Please reproduce the entries that follow, keeping each word intact.

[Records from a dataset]
BEGIN

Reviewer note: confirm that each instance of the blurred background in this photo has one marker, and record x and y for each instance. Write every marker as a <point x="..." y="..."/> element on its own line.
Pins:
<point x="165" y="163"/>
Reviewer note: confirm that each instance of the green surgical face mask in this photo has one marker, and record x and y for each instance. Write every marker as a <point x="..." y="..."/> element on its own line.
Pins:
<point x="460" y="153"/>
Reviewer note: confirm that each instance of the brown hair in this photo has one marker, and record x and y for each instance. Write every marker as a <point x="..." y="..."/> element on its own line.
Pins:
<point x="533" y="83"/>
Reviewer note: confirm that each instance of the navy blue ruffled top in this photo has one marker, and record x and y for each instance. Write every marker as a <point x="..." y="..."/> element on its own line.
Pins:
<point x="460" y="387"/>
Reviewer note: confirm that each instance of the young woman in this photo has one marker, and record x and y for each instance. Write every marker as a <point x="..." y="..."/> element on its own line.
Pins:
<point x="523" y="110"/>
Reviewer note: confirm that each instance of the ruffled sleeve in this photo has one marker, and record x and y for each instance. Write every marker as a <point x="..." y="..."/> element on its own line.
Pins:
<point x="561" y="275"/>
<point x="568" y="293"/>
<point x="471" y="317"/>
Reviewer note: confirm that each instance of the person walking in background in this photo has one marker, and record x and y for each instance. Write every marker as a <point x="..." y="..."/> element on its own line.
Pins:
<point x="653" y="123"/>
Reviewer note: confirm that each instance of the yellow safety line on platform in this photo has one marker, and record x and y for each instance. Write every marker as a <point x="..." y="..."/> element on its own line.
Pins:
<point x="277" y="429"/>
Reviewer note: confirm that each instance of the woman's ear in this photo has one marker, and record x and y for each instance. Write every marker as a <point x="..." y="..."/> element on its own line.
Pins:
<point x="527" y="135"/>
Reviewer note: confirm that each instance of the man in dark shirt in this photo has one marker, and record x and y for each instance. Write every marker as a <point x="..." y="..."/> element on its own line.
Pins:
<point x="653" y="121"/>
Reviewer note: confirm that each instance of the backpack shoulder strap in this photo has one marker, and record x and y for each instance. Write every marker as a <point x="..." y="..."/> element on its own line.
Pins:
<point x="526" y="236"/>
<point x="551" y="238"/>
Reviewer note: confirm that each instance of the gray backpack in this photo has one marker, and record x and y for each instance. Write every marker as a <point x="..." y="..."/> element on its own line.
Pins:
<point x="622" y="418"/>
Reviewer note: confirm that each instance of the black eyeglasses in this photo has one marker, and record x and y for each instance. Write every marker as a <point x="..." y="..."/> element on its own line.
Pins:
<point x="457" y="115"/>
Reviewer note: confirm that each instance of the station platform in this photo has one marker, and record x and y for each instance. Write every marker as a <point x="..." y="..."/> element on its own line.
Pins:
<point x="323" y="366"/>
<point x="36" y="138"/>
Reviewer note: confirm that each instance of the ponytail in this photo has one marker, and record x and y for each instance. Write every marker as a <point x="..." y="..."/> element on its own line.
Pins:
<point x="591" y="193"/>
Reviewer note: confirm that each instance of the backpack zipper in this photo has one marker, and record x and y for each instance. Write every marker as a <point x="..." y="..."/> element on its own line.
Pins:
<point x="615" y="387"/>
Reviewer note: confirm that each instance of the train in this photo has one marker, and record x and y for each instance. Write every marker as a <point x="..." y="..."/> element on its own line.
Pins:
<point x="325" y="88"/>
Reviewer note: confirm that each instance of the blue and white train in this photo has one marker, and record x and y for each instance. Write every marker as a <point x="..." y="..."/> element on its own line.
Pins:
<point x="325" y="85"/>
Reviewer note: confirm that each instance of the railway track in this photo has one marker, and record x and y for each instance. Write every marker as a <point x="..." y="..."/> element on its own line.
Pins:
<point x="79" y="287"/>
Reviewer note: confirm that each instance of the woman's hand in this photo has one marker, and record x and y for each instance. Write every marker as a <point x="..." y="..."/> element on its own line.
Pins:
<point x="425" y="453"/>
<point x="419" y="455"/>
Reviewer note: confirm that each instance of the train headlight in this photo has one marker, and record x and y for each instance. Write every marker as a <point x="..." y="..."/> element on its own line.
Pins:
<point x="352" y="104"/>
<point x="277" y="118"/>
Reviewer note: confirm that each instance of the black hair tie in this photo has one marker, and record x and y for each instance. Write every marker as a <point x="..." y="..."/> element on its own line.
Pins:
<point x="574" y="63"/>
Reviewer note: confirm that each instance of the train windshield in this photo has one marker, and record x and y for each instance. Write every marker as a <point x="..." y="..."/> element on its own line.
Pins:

END

EXERCISE RESULT:
Reviewer note: confirm that each instance of the blurred background in this photo has one marker, and record x and y for each instance. Write every marker as a <point x="..." y="..."/> element on its own line.
Pins:
<point x="165" y="163"/>
Reviewer note: confirm that each instance of the green surgical face mask in this photo has one marker, and record x and y for each instance. Write every marker as a <point x="..." y="..."/> element on its own line.
Pins:
<point x="460" y="153"/>
Reviewer note: confirm that each instance of the brown hair in this photo has one marker, and record x and y for each instance. Write every marker as a <point x="..." y="..."/> element on its own line.
Pins:
<point x="533" y="83"/>
Reviewer note: confirm that each instance of the navy blue ruffled top in this photo has one marker, and record x and y for each instance. Write every marker as a <point x="..." y="..."/> element on its own line.
Pins:
<point x="460" y="387"/>
Reviewer note: confirm that each instance of the young woman in this photo has one marker, and record x and y for each instance. Write every marker as a <point x="..." y="..."/> element on its own line.
Pins:
<point x="523" y="110"/>
Reviewer note: confirm that each instance of the ruffled sleeve in this photo has one marker, and record x and y for each instance. Write every marker as a <point x="..." y="..."/> element on its own line.
Pins:
<point x="561" y="275"/>
<point x="568" y="293"/>
<point x="471" y="317"/>
Reviewer note: confirm that each instance of the person walking in background in this photo has one marker, and record x and y for each instance. Write every marker as a <point x="..." y="..."/> element on its own line.
Pins:
<point x="653" y="123"/>
Reviewer note: confirm that each instance of the yellow safety line on platform in this photo has one marker, and record x and y for each instance. Write every marker as a <point x="..." y="..."/> element on its own line.
Pins:
<point x="277" y="429"/>
Reviewer note: confirm that each instance of the woman's ear in this photo has one marker, and record x and y for each instance. Write every marker as a <point x="..." y="..."/> element on its own line.
Pins:
<point x="527" y="135"/>
Reviewer note: confirm that each instance of the man in dark shirt in this photo has one marker, and record x and y for each instance. Write every marker as a <point x="..." y="..."/> element on its own line.
Pins:
<point x="653" y="121"/>
Reviewer note: confirm that each instance of the backpack shoulder strap in this photo has one marker, and record x and y for each instance. Write every marker as a <point x="..." y="..."/> element on its own line.
Pins:
<point x="526" y="236"/>
<point x="551" y="238"/>
Reviewer note: confirm that each instance of the gray backpack in this photo has one marker, and record x and y for each instance. Write every marker as a <point x="..." y="..."/> element on its own line.
Pins:
<point x="622" y="418"/>
Reviewer note: confirm that each instance of the black eyeglasses in this photo has one marker, and record x and y for each instance. Write every marker as a <point x="..." y="..."/> element on its own line.
Pins:
<point x="457" y="115"/>
Reviewer note: confirm that each instance of the station platform in this photo has one marker, and record x and y for each instance. Write every marker as a <point x="..." y="..."/> element on its own line.
Pins:
<point x="323" y="366"/>
<point x="36" y="138"/>
Reviewer note: confirm that each instance of the ponytail in this photo has one marker, and record x and y for each instance. Write every marker as a <point x="..." y="..."/> element on its own line.
Pins:
<point x="591" y="193"/>
Reviewer note: confirm that each instance of the backpack zipper in this photo has one marker, and record x and y for each instance. Write every marker as a <point x="..." y="..."/> element on its own line.
Pins:
<point x="615" y="387"/>
Reviewer note: confirm that each instance of the train in this photo has one marker, and record x and y for each instance. Write every marker as a <point x="..." y="..."/> element on its own line.
Pins:
<point x="325" y="88"/>
Reviewer note: confirm that each instance of the blue and white train in this photo has one marker, and record x and y for each instance. Write every marker as a <point x="..." y="..."/> element on its own line.
Pins:
<point x="325" y="85"/>
Reviewer note: confirm that each instance of the railway track in this photo has one marker, and record x and y for each instance. Write every marker as a <point x="..." y="..."/> element on its own line.
Pins:
<point x="79" y="287"/>
Reviewer note: confirm that each instance of the woman's hand in this photo has one marker, and record x and y for each instance. Write every marker as a <point x="..." y="..."/> element on its own line.
Pins:
<point x="425" y="453"/>
<point x="419" y="455"/>
Reviewer note: confirm that each instance of the train headlight in this photo has one marker, and record x and y for each instance. Write every marker as a <point x="..." y="..."/> element on its own line.
Pins:
<point x="352" y="104"/>
<point x="277" y="118"/>
Reviewer note: confirm that each instance of the black hair tie in this photo has one marker, and record x and y for each instance. Write every marker as a <point x="..." y="..."/> element on its own line.
Pins:
<point x="574" y="63"/>
Reviewer note: confirm that each instance of the train windshield in this photo has one marker, and record x and y for each instance. Write every marker as a <point x="..." y="..."/> element on its own line.
Pins:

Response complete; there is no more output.